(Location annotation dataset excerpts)

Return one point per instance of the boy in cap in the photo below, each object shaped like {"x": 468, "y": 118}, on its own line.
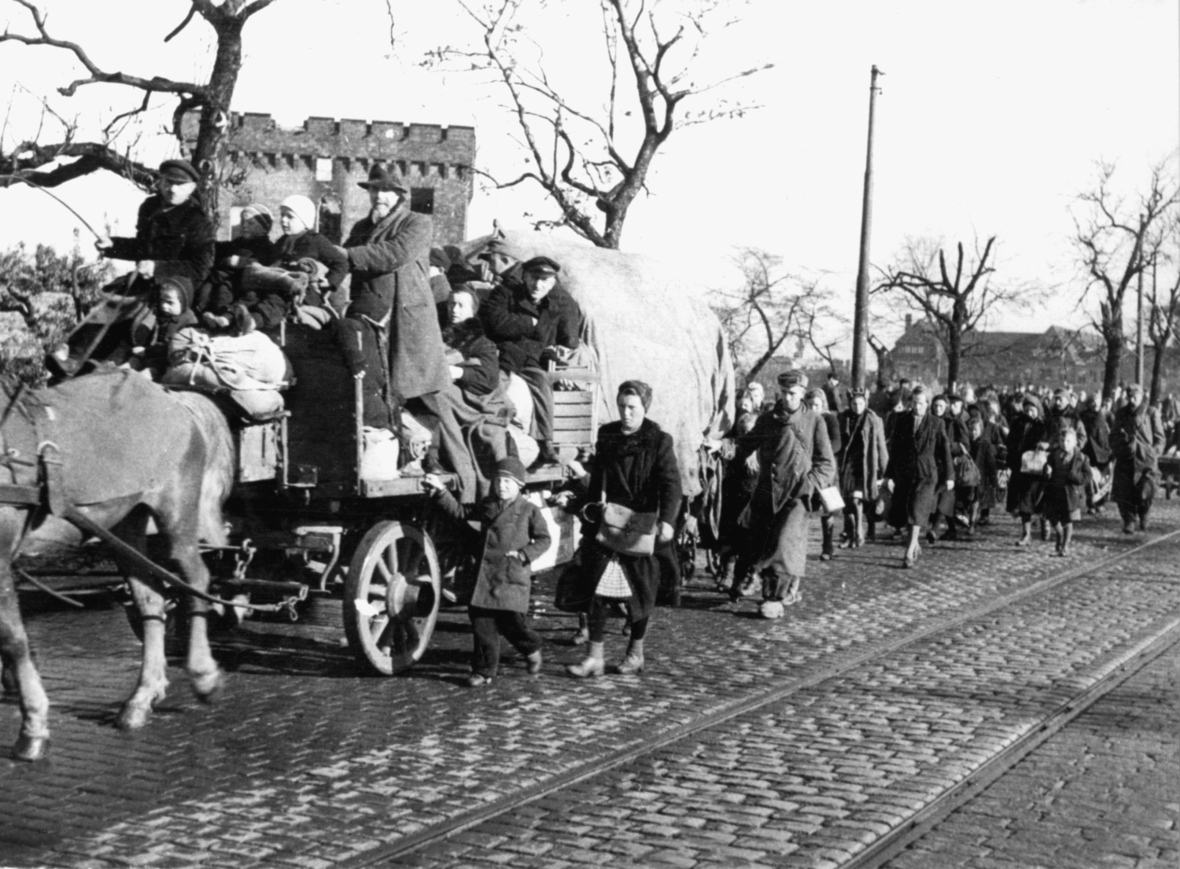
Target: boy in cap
{"x": 533, "y": 325}
{"x": 174, "y": 237}
{"x": 512, "y": 534}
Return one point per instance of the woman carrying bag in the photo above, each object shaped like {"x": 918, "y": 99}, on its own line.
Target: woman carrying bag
{"x": 635, "y": 497}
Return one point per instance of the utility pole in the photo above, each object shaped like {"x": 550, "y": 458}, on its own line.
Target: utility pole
{"x": 1139, "y": 311}
{"x": 860, "y": 318}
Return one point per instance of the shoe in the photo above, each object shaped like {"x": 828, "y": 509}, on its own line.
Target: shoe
{"x": 589, "y": 668}
{"x": 630, "y": 665}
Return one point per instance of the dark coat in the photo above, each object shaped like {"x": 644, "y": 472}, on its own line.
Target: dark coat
{"x": 509, "y": 315}
{"x": 919, "y": 464}
{"x": 1136, "y": 440}
{"x": 811, "y": 432}
{"x": 289, "y": 249}
{"x": 179, "y": 240}
{"x": 503, "y": 582}
{"x": 1097, "y": 440}
{"x": 389, "y": 265}
{"x": 472, "y": 351}
{"x": 637, "y": 471}
{"x": 1064, "y": 485}
{"x": 1024, "y": 490}
{"x": 863, "y": 453}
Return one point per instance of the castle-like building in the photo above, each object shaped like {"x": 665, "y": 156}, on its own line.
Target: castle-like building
{"x": 325, "y": 159}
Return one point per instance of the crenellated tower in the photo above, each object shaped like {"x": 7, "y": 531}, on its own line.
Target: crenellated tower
{"x": 326, "y": 158}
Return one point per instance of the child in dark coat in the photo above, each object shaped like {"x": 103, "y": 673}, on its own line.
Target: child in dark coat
{"x": 512, "y": 534}
{"x": 1064, "y": 491}
{"x": 151, "y": 332}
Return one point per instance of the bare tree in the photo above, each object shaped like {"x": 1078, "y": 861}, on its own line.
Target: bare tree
{"x": 1164, "y": 313}
{"x": 211, "y": 98}
{"x": 576, "y": 154}
{"x": 955, "y": 299}
{"x": 1113, "y": 237}
{"x": 768, "y": 309}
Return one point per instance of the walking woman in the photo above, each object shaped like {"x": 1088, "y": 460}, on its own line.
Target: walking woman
{"x": 634, "y": 466}
{"x": 1028, "y": 450}
{"x": 919, "y": 468}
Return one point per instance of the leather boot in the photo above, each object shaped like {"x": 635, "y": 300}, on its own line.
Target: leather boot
{"x": 633, "y": 662}
{"x": 591, "y": 666}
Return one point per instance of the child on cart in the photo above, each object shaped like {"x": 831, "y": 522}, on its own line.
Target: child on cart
{"x": 512, "y": 534}
{"x": 1064, "y": 491}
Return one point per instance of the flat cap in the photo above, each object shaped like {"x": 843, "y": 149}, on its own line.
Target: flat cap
{"x": 179, "y": 171}
{"x": 792, "y": 378}
{"x": 542, "y": 265}
{"x": 512, "y": 468}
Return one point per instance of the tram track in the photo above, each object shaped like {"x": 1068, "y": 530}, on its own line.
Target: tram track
{"x": 1142, "y": 653}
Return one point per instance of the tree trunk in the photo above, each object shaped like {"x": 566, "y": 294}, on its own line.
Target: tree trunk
{"x": 1156, "y": 372}
{"x": 1113, "y": 363}
{"x": 209, "y": 152}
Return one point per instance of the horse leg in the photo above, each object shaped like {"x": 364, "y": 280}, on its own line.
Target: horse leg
{"x": 15, "y": 659}
{"x": 150, "y": 602}
{"x": 203, "y": 671}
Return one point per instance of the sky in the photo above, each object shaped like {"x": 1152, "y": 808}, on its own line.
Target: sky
{"x": 989, "y": 122}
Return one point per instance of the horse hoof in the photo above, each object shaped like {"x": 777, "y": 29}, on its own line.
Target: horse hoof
{"x": 31, "y": 749}
{"x": 132, "y": 717}
{"x": 207, "y": 685}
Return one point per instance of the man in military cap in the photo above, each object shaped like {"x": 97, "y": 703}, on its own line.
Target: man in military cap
{"x": 793, "y": 463}
{"x": 535, "y": 324}
{"x": 174, "y": 239}
{"x": 388, "y": 256}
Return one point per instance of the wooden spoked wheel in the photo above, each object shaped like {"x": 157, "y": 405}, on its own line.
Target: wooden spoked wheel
{"x": 392, "y": 598}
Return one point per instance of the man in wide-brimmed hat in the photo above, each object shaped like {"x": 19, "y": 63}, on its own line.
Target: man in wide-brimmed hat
{"x": 388, "y": 256}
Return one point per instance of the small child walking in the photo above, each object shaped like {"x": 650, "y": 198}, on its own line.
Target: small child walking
{"x": 512, "y": 534}
{"x": 1064, "y": 492}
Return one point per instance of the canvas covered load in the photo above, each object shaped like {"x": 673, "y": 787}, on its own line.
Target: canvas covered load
{"x": 250, "y": 367}
{"x": 647, "y": 320}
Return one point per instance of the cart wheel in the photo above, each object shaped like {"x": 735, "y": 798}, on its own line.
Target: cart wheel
{"x": 392, "y": 598}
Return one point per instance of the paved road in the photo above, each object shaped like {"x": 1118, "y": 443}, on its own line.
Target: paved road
{"x": 791, "y": 743}
{"x": 1102, "y": 794}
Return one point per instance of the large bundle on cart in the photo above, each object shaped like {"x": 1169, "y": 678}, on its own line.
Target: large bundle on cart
{"x": 646, "y": 320}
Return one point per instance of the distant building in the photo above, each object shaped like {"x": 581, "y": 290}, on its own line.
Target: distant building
{"x": 326, "y": 158}
{"x": 1050, "y": 358}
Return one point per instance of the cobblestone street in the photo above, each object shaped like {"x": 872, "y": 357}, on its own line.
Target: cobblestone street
{"x": 746, "y": 742}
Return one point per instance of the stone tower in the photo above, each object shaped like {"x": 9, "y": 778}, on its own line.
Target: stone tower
{"x": 326, "y": 158}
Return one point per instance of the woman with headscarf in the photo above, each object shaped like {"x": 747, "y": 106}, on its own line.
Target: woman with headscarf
{"x": 818, "y": 403}
{"x": 1028, "y": 450}
{"x": 634, "y": 466}
{"x": 1136, "y": 440}
{"x": 919, "y": 468}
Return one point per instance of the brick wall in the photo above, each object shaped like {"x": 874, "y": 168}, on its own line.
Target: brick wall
{"x": 327, "y": 158}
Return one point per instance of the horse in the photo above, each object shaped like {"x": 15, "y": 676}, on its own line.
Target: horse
{"x": 118, "y": 451}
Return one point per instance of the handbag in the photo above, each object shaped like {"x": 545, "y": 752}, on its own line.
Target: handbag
{"x": 967, "y": 472}
{"x": 830, "y": 496}
{"x": 627, "y": 531}
{"x": 1034, "y": 461}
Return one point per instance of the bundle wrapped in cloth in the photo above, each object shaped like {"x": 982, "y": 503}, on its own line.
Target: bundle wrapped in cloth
{"x": 250, "y": 367}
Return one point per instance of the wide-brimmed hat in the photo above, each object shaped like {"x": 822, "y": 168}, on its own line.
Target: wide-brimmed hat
{"x": 792, "y": 378}
{"x": 179, "y": 171}
{"x": 381, "y": 178}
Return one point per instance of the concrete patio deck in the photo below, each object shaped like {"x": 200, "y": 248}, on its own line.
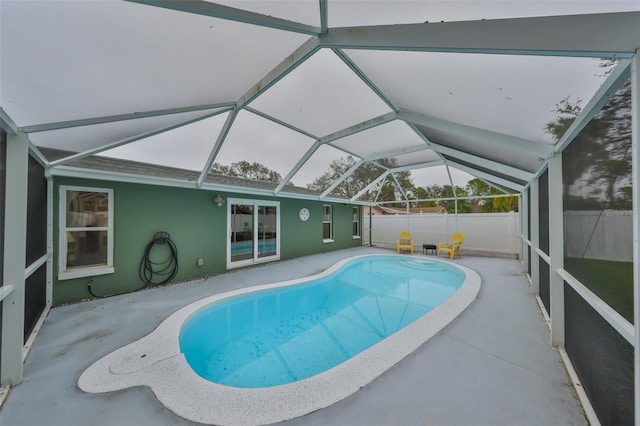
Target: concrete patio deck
{"x": 493, "y": 365}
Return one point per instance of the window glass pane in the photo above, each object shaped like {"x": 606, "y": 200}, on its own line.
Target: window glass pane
{"x": 356, "y": 222}
{"x": 87, "y": 209}
{"x": 86, "y": 248}
{"x": 241, "y": 232}
{"x": 326, "y": 231}
{"x": 267, "y": 221}
{"x": 326, "y": 215}
{"x": 598, "y": 221}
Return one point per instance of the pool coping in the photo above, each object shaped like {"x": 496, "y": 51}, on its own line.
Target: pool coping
{"x": 155, "y": 361}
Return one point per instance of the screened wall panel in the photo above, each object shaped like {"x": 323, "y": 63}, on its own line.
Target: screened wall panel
{"x": 598, "y": 221}
{"x": 543, "y": 226}
{"x": 3, "y": 178}
{"x": 529, "y": 231}
{"x": 36, "y": 213}
{"x": 35, "y": 298}
{"x": 543, "y": 211}
{"x": 602, "y": 359}
{"x": 543, "y": 288}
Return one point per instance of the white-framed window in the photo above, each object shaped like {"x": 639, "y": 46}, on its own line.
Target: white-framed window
{"x": 327, "y": 224}
{"x": 86, "y": 232}
{"x": 254, "y": 231}
{"x": 355, "y": 213}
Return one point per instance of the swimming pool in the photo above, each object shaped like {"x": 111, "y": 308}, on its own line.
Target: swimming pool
{"x": 281, "y": 336}
{"x": 156, "y": 361}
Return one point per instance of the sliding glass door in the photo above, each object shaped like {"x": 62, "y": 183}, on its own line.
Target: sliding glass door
{"x": 254, "y": 232}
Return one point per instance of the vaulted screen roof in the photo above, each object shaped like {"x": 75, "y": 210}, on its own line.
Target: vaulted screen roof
{"x": 391, "y": 86}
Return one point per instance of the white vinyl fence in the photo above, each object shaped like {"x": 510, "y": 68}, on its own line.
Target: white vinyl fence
{"x": 490, "y": 234}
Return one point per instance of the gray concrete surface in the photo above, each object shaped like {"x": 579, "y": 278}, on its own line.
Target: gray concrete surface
{"x": 491, "y": 366}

_What is asked_
Output only the lines from the one holding "Return one point per instance of the pool" through the last line above, exactly as they appear.

_The answer_
Return one point per instance of the pool coping in the photo above, each object shaped like {"x": 496, "y": 51}, on its own line.
Target: pool coping
{"x": 155, "y": 361}
Return one point per instance of the screened wall panel in the photo above, each object shaped like {"x": 323, "y": 63}, on its own line.
Target: screened wall panel
{"x": 598, "y": 221}
{"x": 543, "y": 226}
{"x": 3, "y": 178}
{"x": 529, "y": 231}
{"x": 36, "y": 213}
{"x": 35, "y": 298}
{"x": 543, "y": 211}
{"x": 602, "y": 359}
{"x": 543, "y": 288}
Return one point per instance of the white-framed window in the photo above, each object shaped like {"x": 639, "y": 46}, on its own line.
Target: white-framed window
{"x": 327, "y": 224}
{"x": 86, "y": 232}
{"x": 254, "y": 231}
{"x": 355, "y": 213}
Return one point per instance of the swimming pool in the photo above, each object shaped like {"x": 111, "y": 308}, on its own line.
Target: swimming pool
{"x": 281, "y": 336}
{"x": 156, "y": 361}
Return one point per instance of the sliding glass door in the photo above, each object shaped like {"x": 62, "y": 183}, on its own line.
Target: sliding glass door
{"x": 254, "y": 232}
Return one point per instance of the vaulted screen roof in the photo above, each object shaped like {"x": 75, "y": 210}, on its own line.
Target: vaulted screen roof
{"x": 391, "y": 86}
Return one point per instance of the white vinyl fence in the photo above, each object shaped like {"x": 510, "y": 68}, on its own line.
Target: white vinyl fence
{"x": 490, "y": 234}
Return one point per instance of the gray concrete surface in the photo above, each object shaped like {"x": 579, "y": 278}, on its own line.
Target: gray concrete surface
{"x": 491, "y": 366}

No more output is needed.